**TEXT**
_ _ _ _ _
Adipose-Derived Stem Cells: an Innovative Therapeutic Approach in Systemic Sclerosis and Parry-Romberg Syndrome

CellR4 2014; 2 (1): e791

  Category:

Abstract

INTRODUCTION: Cell-based therapies represent a promising therapeutic approach to enhance the regeneration of damaged tissue and the combination with specific soluble mediators and biomaterial scaffolds has allowed the introduction of new treatment strategies in regenerative medicine. Adipose-derived stem cells (ASCs) show the ability to differentiate into several cell lineages such as chondrocytes, osteoblasts, adipocytes, neuronal cells, and muscle cells. These cells are abundant in normal human fat and they can be easily harvested from small amount of liposuction. For these reasons, they are greatly employed in the treatment of cutaneous and musculoskeletal defects are greatly.
_ _ _ _ _
(Records drawn from a dataset)

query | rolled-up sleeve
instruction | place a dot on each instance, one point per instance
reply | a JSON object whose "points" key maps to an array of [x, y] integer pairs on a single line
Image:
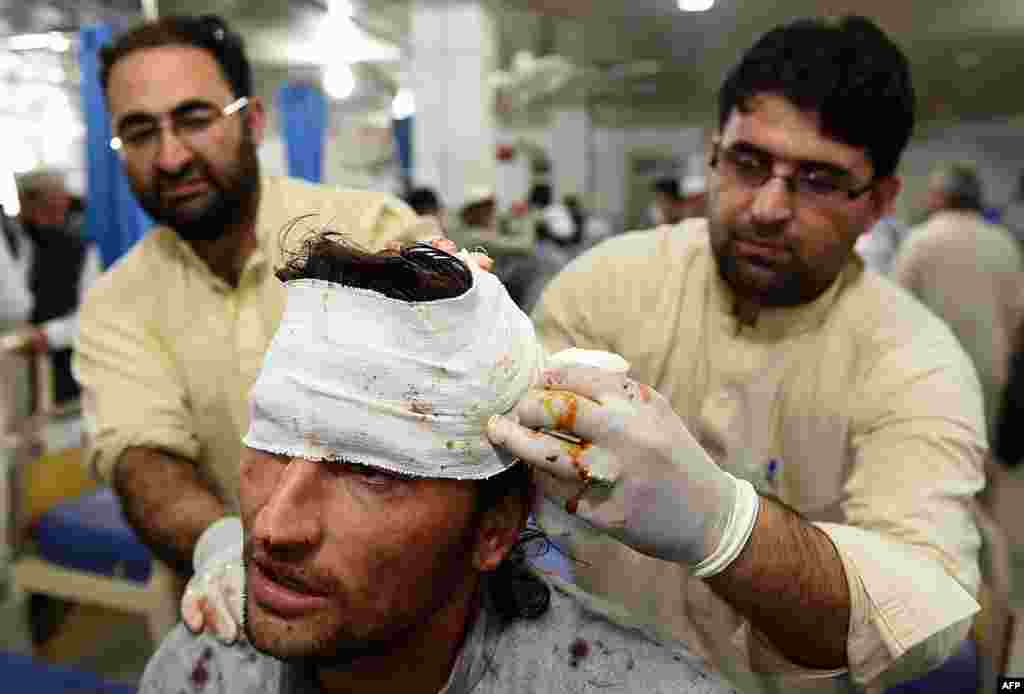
{"points": [[132, 395], [910, 544]]}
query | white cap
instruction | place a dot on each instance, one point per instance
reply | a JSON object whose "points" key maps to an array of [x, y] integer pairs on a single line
{"points": [[477, 193]]}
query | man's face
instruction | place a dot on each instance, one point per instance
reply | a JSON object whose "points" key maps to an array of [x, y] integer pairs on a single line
{"points": [[198, 191], [343, 560], [775, 247]]}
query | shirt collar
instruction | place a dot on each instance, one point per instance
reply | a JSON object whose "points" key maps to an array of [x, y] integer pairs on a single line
{"points": [[470, 665]]}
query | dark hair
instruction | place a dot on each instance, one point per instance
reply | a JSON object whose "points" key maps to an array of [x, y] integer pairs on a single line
{"points": [[667, 186], [846, 70], [423, 201], [421, 272], [208, 32]]}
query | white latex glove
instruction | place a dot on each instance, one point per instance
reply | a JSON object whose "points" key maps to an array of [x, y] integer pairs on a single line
{"points": [[213, 597], [656, 489]]}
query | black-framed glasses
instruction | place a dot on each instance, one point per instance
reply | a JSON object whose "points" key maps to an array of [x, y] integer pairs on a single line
{"points": [[814, 181], [192, 122]]}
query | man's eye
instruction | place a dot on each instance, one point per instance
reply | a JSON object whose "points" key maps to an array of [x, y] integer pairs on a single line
{"points": [[139, 135], [819, 182], [747, 163], [194, 123]]}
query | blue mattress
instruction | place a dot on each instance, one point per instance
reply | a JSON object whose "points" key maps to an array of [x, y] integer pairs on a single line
{"points": [[90, 533], [20, 674]]}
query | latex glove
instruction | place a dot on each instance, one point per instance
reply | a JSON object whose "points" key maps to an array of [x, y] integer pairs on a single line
{"points": [[657, 490], [213, 596]]}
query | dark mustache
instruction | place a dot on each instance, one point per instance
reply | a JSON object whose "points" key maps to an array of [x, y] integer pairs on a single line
{"points": [[308, 581]]}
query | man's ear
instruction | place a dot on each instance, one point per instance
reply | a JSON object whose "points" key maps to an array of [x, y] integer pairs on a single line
{"points": [[255, 114], [499, 531]]}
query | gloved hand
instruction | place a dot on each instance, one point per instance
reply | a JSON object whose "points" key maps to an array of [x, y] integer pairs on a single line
{"points": [[638, 475], [213, 596]]}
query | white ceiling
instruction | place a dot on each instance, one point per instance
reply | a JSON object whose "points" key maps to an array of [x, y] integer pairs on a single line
_ _ _ _ _
**ACTIONS TO TAKE**
**A)** List every cell lineage into which the text on adipose-derived stem cells says these cells can differentiate.
**B)** Retype the passage of the text on adipose-derived stem cells that begins at the words "INTRODUCTION: Cell-based therapies" and stops after the words "defects are greatly.", keeping every character unchanged.
**C)** Continue the text on adipose-derived stem cells from its last sentence onward.

**YOUR RESPONSES**
**A)** chondrocytes, osteoblasts, adipocytes, neuronal cells, muscle cells

**B)**
INTRODUCTION: Cell-based therapies represent a promising therapeutic approach to enhance the regeneration of damaged tissue and the combination with specific soluble mediators and biomaterial scaffolds has allowed the introduction of new treatment strategies in regenerative medicine. Adipose-derived stem cells (ASCs) show the ability to differentiate into several cell lineages such as chondrocytes, osteoblasts, adipocytes, neuronal cells, and muscle cells. These cells are abundant in normal human fat and they can be easily harvested from small amount of liposuction. For these reasons, they are greatly employed in the treatment of cutaneous and musculoskeletal defects are greatly.

**C)**
MATERIALS AND METHODS: ASCs isolated from liposuction aspirate by type I collagenases digestion were successively characterized by FACS analysis in order to verify their mesenchymal origin and test their capacity to differentiate into adipogenic, chondrogenic and osteogenic lineages. Autologous cultures of ASCs were finally resuspended in hyaluronic acid solution and used for the treatment of cutaneous manifestation in patients affected by systemic sclerosis (SSc) and more recently in another cutaneous alteration such as Parry-Romberg syndrome.

RESULTS AND DISCUSSION: Our very encouraging results shown a significant improvement in skin elasticity and recovery of some of the functions severely impaired in all patients treated. Therefore, we suggest that ADSCs might represent an important and reliable resource for the treatment of cutaneous defects of SSc. We believe that ADSC might be a successful therapeutic strategy especially for those diseases, such as Parry-Romberg syndrome, that have not yet successful treatments.

CONCLUSIONS: ASCs are an advantageous resource for regenerative medicine with the possibility to be employed in several treatments as we demonstrated in our study for SSc and Parry-Romberg syndrome.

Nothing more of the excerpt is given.